Esses fatores geram risco à segurança de policiais e da população, já que muitas delegacias se situam em áreas centrais de grandes cidades, e ainda acarretam problemas de saúde aos presos, como tem acontecido na Delegacia de Campina Grande do Sul. Lá, mais de 50 detentos ocuparam o espaço destinado para oito logo depois que os presos de Quatro Barras cavaram um túnel e fugiram em janeiro. “Por causa do calor e da umidade, muitos deles apresentam problemas de pressão e doenças respiratórias, lembrando que também não tomam sol porque não temos infraestrutura para oferecer isso”, contou um funcionário.
Outro problema que torna as carceragens nas delegacias ilegal é o que ocorre na DFRV, onde há só um agente atende todos os prisioneiros. “É muito trabalho para apenas uma pessoa, então os investigadores precisam controlar as celas o tempo todo para encontrar os buracos que eles cavam e ainda redobrar a atenção nos momentos de distribuição de marmitas e visitas porque sempre tem um preso que sai correndo tentando fugir nessas oportunidades”, afirmou um policial.
O Ministério Público tem ciência da situação e está tomando medidas para a remoção de presos das delegaciass. “Há hoje, em todo o Paraná, 60 ações civis públicas desta natureza em andamento e também 15 pedidos de interdições administrativas de carceragens de delegacias de polícia”, revela o promotor André Tiago Pasternak Glitz.
Além disso, Glitz informa que o MP-PR tem solicitado ao governo mais transparência quanto à construção e ampliação das unidades penitenciárias. “A União já disponibilizou desde 2011 o valor de R$ 116,8 milhões ao Paraná para construção e ampliação das unidades, criando 6.756 novas vagas no sistema penitenciário paranaense. Porém, a falta de transparência na divulgação do andamento destas obras tem dificultado a fiscalização por parte do MP”, analisou.
Transferências
A Secretaria de Estado de Segurança Pública e Administração Penitenciária (Sesp) admite os problemas nas delegacias. Por isso, o objetivo do Departamento Penitenciário do Paraná (Depen) é zerar o número de presos em delegacias até dezembro.
No entanto, como o sistema prisional do estado está lotado, a solução encontrada é construir novas cadeias e ampliar as existentes. “Faremos 14 obras de unidades prisionais. Assim, teremos em todo o estado o que já conseguimos em Cascavel e Londrina, onde demolimos as carceragens das delegacias”, informou, em nota.

- - - - - - -

Reescreva o trecho sobre as carceragens de "Esses fatores geram" a "contou um funcionário.", substituindo "detentos" por "reclusos". Utilize somente o trecho como fonte.

- - - - - - -

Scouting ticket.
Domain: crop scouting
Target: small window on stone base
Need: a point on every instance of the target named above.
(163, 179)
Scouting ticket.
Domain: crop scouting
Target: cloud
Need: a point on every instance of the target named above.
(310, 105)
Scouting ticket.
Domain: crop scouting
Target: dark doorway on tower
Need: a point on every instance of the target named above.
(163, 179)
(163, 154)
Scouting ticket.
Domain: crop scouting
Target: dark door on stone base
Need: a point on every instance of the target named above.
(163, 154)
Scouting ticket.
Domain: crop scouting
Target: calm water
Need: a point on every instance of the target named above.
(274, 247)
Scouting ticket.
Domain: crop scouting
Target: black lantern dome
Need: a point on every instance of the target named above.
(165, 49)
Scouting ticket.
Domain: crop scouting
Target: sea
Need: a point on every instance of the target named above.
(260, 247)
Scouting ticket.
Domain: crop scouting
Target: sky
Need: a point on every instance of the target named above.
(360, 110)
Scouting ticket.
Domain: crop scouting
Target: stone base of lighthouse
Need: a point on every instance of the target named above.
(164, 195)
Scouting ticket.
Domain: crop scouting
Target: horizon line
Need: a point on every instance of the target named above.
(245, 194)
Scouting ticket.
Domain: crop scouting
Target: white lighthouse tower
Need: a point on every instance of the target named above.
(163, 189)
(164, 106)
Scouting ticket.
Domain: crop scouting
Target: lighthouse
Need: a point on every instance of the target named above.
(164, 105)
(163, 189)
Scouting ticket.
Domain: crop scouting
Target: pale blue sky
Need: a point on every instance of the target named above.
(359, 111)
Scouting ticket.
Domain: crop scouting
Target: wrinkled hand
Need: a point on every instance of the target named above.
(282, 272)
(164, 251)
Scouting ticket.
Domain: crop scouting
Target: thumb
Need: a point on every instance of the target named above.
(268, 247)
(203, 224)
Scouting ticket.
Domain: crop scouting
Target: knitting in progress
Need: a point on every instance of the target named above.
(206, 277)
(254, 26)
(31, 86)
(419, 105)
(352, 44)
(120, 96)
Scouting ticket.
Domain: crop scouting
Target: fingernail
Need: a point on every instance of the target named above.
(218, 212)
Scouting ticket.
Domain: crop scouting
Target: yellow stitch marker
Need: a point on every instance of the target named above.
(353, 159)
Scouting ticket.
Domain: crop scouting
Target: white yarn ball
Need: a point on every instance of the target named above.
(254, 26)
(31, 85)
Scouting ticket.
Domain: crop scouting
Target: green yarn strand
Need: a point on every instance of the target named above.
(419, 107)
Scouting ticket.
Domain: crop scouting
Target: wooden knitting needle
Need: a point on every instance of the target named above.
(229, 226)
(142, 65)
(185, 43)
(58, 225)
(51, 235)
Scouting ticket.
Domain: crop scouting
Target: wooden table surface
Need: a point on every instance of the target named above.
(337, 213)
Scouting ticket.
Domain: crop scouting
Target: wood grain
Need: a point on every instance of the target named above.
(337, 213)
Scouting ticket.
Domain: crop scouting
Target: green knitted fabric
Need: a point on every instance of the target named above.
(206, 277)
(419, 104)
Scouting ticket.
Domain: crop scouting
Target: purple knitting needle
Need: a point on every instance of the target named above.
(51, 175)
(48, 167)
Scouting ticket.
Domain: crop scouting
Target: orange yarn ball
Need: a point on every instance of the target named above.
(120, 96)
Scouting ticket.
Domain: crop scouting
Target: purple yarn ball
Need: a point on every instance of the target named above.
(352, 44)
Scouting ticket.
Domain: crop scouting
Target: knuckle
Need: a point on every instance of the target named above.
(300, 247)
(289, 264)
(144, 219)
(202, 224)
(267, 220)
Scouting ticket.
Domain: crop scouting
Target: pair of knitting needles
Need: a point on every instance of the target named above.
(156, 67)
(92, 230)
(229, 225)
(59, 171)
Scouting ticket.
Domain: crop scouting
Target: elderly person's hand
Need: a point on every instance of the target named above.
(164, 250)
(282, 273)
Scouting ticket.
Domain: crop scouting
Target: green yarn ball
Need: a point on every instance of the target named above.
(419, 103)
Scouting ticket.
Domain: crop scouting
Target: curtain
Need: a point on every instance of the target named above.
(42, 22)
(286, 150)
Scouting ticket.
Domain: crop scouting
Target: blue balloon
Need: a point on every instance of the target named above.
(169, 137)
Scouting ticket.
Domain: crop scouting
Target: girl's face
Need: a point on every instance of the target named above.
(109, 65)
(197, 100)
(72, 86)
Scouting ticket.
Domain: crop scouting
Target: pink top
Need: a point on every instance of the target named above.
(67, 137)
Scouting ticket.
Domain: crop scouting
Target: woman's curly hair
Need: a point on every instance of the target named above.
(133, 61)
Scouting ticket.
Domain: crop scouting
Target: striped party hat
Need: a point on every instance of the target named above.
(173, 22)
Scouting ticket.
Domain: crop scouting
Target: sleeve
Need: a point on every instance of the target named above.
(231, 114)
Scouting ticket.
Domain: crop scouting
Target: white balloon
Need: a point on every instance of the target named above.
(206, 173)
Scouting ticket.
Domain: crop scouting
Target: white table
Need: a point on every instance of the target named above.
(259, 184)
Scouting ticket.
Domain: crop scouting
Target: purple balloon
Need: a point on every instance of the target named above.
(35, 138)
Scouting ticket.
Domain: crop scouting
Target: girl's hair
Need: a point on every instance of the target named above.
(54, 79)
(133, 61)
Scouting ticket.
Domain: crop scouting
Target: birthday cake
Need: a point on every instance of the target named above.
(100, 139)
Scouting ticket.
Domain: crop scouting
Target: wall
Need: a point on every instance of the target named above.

- - - - - - -

Resolução detalhada
Esses fatores geram risco à segurança de policiais e da população, já que muitas delegacias se situam em áreas centrais de grandes cidades, e ainda acarretam problemas de saúde aos presos, como tem acontecido na Delegacia de Campina Grande do Sul. Lá, mais de 50 reclusos ocuparam o espaço destinado para oito logo depois que os presos de Quatro Barras cavaram um túnel e fugiram em janeiro. “Por causa do calor e da umidade, muitos deles apresentam problemas de pressão e doenças respiratórias, lembrando que também não tomam sol porque não temos infraestrutura para oferecer isso”, contou um funcionário.